**ABOUT THIS TASK**
For this exercise, repeat the records below exactly as written.

*** Opening of AVAILABLE DATA ***

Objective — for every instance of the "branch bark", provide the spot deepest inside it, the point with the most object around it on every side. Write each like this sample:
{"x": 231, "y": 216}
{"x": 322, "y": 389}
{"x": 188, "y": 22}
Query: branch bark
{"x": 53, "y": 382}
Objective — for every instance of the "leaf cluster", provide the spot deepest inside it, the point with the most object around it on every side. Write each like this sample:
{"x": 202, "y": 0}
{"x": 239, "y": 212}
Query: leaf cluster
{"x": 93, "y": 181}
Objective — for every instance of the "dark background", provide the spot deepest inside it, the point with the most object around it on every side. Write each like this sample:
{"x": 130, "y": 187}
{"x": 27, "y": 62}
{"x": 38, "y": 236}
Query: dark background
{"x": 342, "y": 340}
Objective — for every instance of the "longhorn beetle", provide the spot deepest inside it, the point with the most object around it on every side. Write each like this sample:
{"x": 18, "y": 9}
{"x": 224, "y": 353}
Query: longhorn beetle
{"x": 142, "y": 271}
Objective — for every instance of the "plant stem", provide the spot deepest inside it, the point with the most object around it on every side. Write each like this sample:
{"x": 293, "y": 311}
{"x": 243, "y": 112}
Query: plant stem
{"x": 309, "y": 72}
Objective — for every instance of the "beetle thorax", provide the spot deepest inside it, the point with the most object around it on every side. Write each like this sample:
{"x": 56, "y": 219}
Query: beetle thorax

*** Close of AVAILABLE DATA ***

**EXPECTED ANSWER**
Objective — for every instance of the "branch bark", provide the spot deepest inside it, the point with the most object around it on every side. Write each like this sample:
{"x": 231, "y": 216}
{"x": 322, "y": 389}
{"x": 188, "y": 22}
Query: branch bark
{"x": 53, "y": 382}
Objective — for every instance of the "leaf cluster", provide the spot deepest inside it, the point with the most object around it on every side. Write each like this sample:
{"x": 202, "y": 0}
{"x": 239, "y": 212}
Query: leaf cluster
{"x": 93, "y": 181}
Objective — for every instance of the "dark background", provide the spot deepest inside it, the point with the most object around it on every side. Write each like this sample:
{"x": 130, "y": 187}
{"x": 27, "y": 62}
{"x": 38, "y": 236}
Query: dark background
{"x": 342, "y": 340}
Objective — for every instance of the "longhorn beetle", provide the spot deepest inside it, the point with the most object around it on every side. Write each like this sample:
{"x": 18, "y": 9}
{"x": 224, "y": 353}
Query: longhorn beetle
{"x": 142, "y": 271}
Objective — for every instance of the "plant stem", provide the spot deepest inside it, the point with the most object around it on every side. Write each like this sample:
{"x": 293, "y": 311}
{"x": 243, "y": 112}
Query: plant stem
{"x": 309, "y": 72}
Objective — for every instance of the "beetle thorax", provide the spot deepest inside it, the point with the most object around it on every side. Write each like this sample:
{"x": 56, "y": 219}
Query: beetle thorax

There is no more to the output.